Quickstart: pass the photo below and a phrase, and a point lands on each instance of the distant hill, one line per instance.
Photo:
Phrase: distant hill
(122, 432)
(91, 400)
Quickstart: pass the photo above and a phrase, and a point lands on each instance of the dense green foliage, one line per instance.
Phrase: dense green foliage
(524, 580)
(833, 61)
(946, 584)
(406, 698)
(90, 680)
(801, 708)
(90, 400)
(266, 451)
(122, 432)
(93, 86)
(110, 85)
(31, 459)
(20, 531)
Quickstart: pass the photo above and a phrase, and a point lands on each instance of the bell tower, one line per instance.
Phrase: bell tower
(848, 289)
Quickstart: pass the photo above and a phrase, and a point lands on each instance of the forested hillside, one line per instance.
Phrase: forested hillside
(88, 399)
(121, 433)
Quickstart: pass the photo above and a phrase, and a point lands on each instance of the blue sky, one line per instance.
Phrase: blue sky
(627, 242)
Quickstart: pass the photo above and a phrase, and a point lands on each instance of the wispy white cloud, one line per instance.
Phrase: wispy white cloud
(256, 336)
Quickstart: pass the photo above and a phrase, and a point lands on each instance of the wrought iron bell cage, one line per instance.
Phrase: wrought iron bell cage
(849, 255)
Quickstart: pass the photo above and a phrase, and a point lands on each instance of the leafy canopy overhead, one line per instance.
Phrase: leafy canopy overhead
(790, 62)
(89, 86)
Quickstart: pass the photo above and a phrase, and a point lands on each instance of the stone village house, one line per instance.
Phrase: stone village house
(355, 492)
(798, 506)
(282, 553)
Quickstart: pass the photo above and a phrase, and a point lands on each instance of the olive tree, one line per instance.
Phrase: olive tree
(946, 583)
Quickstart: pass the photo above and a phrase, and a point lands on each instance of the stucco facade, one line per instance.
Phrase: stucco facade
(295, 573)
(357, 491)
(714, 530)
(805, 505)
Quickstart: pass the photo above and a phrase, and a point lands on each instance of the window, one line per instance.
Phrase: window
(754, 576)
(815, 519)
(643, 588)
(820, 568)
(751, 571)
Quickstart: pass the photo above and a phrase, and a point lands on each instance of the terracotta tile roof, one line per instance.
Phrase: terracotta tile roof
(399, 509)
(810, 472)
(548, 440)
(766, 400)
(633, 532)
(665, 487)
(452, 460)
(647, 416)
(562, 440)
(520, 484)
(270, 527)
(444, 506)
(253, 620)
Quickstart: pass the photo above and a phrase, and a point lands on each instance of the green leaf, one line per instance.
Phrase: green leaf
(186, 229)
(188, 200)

Goal of the exercise
Character for character, output the whole material above.

Task answer
Quickstart: pass the photo below and a phrase, and a point lands on each instance of the distant hill, one line per instance.
Photo:
Phrase: distant hill
(122, 432)
(91, 400)
Quickstart: pass the photo above and a phrase, and a point lands on each instance of the dense green foliage, one line per instance.
Phrase: dense green foliage
(524, 580)
(833, 61)
(946, 584)
(406, 698)
(90, 680)
(801, 708)
(90, 400)
(266, 451)
(122, 432)
(93, 86)
(110, 85)
(31, 459)
(20, 531)
Quickstart: pass the photo above and a phrase, and a point lands on each instance of the bell tower, one line per instance.
Phrase: bell tower
(848, 289)
Quickstart: pass the photo above and a phrase, and a point lands on each instance of the forested hillside, one line per instance.
Phrase: forested hillside
(88, 399)
(121, 433)
Quickstart: pass the photo above and a phrase, and a point lands on each instance of the blue sky, one line per instance.
Phrase: blue sky
(627, 242)
Quickstart: pass the photo above and a phrase, and a point lands on each instance of the wispy white cloud, one line per instance.
Phrase: wispy white cloud
(256, 336)
Quickstart: pass the photo above and a phrase, and a point lands on each instance of the wrought iron bell cage, one line per instance.
Phrase: wrought iron bell cage
(849, 255)
Quickstart: pass the photo above and a phrase, and a point lands on each instance of the leafy canopy overhead, one line per instance.
Phrase: leafy canopy overhead
(790, 62)
(89, 86)
Quickstart: pass the photo above and a phrase, and a point lands on each instance of the stone village house, one line per instance.
Phrase: stone village house
(355, 492)
(798, 506)
(282, 553)
Quickstart: pass the photo above and a phrase, and a point lands on each instance of the olive tree, one line per instance.
Phrase: olive tree
(946, 583)
Quickstart: pass the photo above and a phrase, and a point lands on each instance of the stucco facade, one line per instance.
Phrase: stucco facade
(295, 573)
(357, 491)
(714, 530)
(805, 505)
Quickstart: pass the photo above and a phrase, and a point lands on each instance of the window, one line per instance.
Phrase: window
(754, 576)
(815, 519)
(643, 588)
(820, 568)
(751, 571)
Quickstart: pass the photo above and a phrase, and a point lands on each instance of the terracotta tile roof, one line per instance.
Phrase: terracotta tile roof
(399, 509)
(810, 472)
(548, 440)
(766, 400)
(633, 532)
(665, 487)
(452, 460)
(647, 416)
(562, 440)
(520, 484)
(270, 527)
(444, 506)
(253, 620)
Quickstart: pass the photo above and a phrase, and a point lands on each instance of the green leaf, one line per instance.
Phrase: green leaf
(186, 229)
(188, 200)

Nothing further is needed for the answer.